» DIRECTIONS
Make an exact copy of all the records, one that contains none of the pictures.

══════════════════════════════

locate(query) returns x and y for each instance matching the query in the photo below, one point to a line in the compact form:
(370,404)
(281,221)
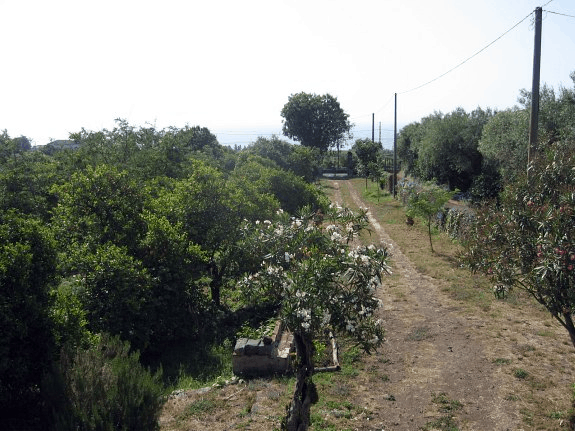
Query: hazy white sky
(231,66)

══════════════════════════════

» SOLUTION TO THIS TASK
locate(query) returns x and y for each instance matching the query in the photo below, one point to a line in the compact form:
(370,404)
(281,221)
Query: hazy white sky
(231,66)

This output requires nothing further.